_Problem_
Copy the lines of the records below verbatim, everything from the line containing "Each instance receives exactly one keypoint. Mark the back" down to the line containing "(1000, 373)", with both of those lines included.

_Input_
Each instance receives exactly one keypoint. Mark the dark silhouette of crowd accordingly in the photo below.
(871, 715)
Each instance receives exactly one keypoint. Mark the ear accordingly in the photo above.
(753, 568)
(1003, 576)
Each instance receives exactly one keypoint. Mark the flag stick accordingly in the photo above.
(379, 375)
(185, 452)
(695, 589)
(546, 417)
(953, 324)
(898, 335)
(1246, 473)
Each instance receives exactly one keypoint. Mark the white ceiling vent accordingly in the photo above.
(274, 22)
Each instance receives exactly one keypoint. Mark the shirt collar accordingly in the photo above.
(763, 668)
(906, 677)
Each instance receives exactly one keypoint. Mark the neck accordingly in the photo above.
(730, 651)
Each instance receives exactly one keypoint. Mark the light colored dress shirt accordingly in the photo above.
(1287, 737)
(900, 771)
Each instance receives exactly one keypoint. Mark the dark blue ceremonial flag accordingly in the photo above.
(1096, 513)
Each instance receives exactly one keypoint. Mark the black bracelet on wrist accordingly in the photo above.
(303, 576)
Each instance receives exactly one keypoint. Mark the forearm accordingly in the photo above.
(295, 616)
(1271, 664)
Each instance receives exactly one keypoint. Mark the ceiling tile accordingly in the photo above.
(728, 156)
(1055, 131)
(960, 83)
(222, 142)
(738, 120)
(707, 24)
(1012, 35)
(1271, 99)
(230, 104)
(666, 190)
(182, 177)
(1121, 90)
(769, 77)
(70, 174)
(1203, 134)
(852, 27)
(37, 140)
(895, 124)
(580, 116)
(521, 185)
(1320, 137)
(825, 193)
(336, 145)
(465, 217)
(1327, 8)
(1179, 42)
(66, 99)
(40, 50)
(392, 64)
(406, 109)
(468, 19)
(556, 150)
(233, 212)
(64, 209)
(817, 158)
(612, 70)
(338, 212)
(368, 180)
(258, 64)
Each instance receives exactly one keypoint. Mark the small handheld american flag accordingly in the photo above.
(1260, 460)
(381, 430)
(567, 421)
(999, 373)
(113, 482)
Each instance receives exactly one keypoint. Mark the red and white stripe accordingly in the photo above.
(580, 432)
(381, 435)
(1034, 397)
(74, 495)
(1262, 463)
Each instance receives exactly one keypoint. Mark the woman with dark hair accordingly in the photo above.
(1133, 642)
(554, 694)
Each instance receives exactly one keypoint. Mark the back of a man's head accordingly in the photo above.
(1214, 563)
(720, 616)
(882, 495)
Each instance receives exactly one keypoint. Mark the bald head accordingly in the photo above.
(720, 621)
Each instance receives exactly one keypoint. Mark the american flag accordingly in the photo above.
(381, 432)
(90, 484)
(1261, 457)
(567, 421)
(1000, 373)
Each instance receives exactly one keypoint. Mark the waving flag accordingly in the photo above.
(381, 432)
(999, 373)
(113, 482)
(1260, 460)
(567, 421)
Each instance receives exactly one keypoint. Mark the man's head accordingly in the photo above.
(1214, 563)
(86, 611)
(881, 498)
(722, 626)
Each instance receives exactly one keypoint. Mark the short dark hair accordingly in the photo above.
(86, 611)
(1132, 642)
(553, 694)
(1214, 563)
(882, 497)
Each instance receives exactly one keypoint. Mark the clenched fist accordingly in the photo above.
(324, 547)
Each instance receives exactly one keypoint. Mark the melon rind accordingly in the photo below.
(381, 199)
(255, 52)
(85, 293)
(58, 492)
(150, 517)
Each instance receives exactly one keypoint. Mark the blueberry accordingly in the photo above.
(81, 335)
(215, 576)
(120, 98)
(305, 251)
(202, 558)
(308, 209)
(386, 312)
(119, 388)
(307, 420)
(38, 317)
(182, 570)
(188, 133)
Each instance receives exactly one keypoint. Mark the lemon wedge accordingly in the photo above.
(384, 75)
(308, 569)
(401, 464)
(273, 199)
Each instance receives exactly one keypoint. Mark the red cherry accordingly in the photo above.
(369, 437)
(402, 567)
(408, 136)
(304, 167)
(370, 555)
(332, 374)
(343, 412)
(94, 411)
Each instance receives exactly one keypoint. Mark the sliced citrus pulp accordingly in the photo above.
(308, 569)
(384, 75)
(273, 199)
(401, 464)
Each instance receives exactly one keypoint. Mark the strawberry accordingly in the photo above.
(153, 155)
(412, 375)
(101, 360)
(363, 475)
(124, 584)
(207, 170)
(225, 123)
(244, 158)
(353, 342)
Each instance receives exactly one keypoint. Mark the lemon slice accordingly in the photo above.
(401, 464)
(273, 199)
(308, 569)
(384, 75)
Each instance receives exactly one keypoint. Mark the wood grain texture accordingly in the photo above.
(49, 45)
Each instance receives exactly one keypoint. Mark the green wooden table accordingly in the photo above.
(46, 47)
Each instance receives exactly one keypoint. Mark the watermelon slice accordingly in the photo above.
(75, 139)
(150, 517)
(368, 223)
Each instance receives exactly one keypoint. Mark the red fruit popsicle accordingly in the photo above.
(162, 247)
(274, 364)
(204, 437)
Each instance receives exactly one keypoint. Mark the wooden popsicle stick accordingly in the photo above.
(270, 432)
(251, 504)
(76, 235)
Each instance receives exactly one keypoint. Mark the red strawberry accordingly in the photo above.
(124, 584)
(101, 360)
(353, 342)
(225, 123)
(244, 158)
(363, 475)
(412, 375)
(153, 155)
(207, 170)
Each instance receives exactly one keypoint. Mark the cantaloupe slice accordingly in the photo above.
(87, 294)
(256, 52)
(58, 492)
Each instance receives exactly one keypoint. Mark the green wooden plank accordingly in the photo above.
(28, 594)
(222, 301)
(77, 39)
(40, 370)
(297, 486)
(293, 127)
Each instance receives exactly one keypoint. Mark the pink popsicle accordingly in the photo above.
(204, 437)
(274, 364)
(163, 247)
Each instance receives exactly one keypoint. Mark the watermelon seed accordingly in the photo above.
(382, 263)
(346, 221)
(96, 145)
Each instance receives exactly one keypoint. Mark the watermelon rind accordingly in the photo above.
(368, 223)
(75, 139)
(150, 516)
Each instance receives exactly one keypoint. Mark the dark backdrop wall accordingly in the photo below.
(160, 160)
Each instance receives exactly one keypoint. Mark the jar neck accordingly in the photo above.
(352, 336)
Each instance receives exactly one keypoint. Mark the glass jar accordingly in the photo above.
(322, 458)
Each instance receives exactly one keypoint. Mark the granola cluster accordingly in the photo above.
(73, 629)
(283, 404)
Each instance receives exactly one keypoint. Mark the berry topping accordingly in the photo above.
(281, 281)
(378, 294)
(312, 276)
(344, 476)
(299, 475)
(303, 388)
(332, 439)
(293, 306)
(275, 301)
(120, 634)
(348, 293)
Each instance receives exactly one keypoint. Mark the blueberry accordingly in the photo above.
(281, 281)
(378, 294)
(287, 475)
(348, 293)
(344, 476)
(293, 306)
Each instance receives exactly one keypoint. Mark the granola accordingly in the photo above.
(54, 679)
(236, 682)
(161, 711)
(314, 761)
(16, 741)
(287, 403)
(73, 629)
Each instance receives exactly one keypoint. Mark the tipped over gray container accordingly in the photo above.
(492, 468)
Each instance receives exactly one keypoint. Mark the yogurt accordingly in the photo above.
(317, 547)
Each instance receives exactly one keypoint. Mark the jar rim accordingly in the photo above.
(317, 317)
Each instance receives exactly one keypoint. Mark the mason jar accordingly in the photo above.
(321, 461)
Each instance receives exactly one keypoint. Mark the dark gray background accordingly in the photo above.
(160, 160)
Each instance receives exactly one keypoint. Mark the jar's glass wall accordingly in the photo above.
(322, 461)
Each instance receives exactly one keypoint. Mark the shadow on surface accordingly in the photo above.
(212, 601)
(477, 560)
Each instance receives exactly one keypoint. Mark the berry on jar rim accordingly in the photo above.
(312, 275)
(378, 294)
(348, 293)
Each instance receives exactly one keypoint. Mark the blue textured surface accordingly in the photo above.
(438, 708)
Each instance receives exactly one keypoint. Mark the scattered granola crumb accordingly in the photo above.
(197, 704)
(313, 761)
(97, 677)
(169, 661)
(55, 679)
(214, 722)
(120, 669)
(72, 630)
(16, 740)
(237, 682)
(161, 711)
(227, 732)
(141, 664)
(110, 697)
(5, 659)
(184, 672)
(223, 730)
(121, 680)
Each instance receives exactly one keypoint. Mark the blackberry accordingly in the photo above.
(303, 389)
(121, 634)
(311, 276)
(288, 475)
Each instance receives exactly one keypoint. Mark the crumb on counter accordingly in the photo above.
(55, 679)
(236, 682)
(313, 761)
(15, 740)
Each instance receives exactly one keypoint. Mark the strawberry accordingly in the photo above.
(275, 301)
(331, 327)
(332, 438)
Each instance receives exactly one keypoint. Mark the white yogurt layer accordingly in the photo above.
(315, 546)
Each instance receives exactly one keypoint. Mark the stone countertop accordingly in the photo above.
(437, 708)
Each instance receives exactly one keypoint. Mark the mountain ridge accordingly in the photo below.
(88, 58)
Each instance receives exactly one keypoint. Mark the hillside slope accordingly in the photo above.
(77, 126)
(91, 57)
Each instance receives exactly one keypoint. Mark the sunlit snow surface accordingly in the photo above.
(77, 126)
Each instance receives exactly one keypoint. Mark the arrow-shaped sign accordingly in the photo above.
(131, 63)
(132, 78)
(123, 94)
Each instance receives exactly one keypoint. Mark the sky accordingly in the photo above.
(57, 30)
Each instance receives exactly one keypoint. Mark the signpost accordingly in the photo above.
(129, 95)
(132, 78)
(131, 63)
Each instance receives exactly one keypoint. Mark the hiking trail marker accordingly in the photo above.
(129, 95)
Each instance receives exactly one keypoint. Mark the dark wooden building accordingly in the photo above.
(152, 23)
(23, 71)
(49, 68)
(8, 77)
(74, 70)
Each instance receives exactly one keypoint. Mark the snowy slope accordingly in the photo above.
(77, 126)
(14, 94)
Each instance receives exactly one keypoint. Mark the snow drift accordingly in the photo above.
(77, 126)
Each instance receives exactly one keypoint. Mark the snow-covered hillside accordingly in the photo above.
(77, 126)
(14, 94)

_Final result_
Each instance receives exactly one keypoint. Mark the back of a man's head accordingly in the photo above.
(1214, 563)
(720, 616)
(882, 495)
Each instance receives exactly one keypoint. Mark the bald head accordingly in the photo above.
(720, 621)
Each instance receives exactly one keypoint. Mark the american flag accordingly in the photo above.
(381, 432)
(90, 484)
(1261, 457)
(567, 421)
(1000, 373)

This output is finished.